-- START Dataset excerpts --
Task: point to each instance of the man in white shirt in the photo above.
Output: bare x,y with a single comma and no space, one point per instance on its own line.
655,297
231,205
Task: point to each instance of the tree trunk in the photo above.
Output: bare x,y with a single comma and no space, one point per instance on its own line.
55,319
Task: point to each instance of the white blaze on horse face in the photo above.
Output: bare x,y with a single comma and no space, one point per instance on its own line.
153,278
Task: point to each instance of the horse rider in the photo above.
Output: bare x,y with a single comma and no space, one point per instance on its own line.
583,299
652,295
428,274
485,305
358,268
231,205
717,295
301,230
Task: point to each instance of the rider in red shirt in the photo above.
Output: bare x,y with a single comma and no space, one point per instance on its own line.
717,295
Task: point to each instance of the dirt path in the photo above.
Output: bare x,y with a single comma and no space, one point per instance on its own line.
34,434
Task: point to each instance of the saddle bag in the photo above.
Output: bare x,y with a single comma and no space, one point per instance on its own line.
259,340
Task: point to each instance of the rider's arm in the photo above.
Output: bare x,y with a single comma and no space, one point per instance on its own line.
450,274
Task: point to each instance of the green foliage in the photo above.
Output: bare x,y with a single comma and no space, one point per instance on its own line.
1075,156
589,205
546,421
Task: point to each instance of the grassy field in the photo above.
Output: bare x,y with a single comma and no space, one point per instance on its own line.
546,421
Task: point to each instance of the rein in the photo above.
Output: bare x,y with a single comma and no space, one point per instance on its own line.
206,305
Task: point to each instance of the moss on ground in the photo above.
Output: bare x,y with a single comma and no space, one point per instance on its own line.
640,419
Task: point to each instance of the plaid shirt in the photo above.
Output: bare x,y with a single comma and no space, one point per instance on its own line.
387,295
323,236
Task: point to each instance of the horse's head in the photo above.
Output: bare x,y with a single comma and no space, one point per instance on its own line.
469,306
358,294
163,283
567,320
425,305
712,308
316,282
-- END Dataset excerpts --
▶ Given exercise
Set down all of the entries exactly, please.

▶ Exercise answer
Task: point to each instance of the man in white shirt in the photo above.
Output: bare x,y with a single comma and no space, one point per instance on its own line.
655,297
231,205
Task: point to each instance of the tree trunk in the photo above.
Output: bare x,y with a single comma and no space, one point per instance on its own line.
55,319
Task: point to each instance of the white blaze on horse face in the photo above.
Output: bare x,y with a single comma and no space, one point per instance on its own line.
153,278
Task: point to each instance of the horse rider in the photo above.
Output: bare x,y with a single comma and no space, one point per instance on its own line.
583,299
652,295
428,274
485,305
358,268
231,205
717,295
301,230
Task: point to each instance of the rider in red shirt in the photo above.
Output: bare x,y with a single comma and no space, one point per instance on its own line.
717,295
Task: point to each instance of the dirt path in the photo above.
Output: bare x,y with a single comma and no space, one point per instance on its own line.
34,434
Task: point to each instance of the saddle bag in the photo above.
Output: bare x,y with a single comma and no space, one point per instance on its own line.
259,340
Task: point to each instance of the rider's arm in the photo above.
Output: bare x,y with a single comma and no space, one point per instance on its own line.
450,274
Task: point to each instance of the green foliage in the photo above.
Output: bare x,y with a single comma and no space, one point per instance on its own line.
1075,156
589,205
546,421
Task: point to each instance of the grassy field in the photo above.
Output: bare x,y with a single comma and no space, one point per instance on its own line.
546,421
Task: point to each instance of the rein in the photo above.
Output: bare x,y with a single comma and no space, one point per instance on its own line.
206,305
Task: point to each instance of the moss on ground in the photo above.
Output: bare x,y with a single comma and no space, one point per instance on its own line.
640,419
Task: point to each instance of the plaid shirt in the photo above.
Output: bare x,y with a single comma and no space, one point per instance on its own line.
387,295
323,236
Task: point to each instance of the horse's head in the photo above.
Output: bare x,y with a single comma and no space, one point per instance on its own line.
469,306
358,294
163,283
567,320
425,305
712,308
316,282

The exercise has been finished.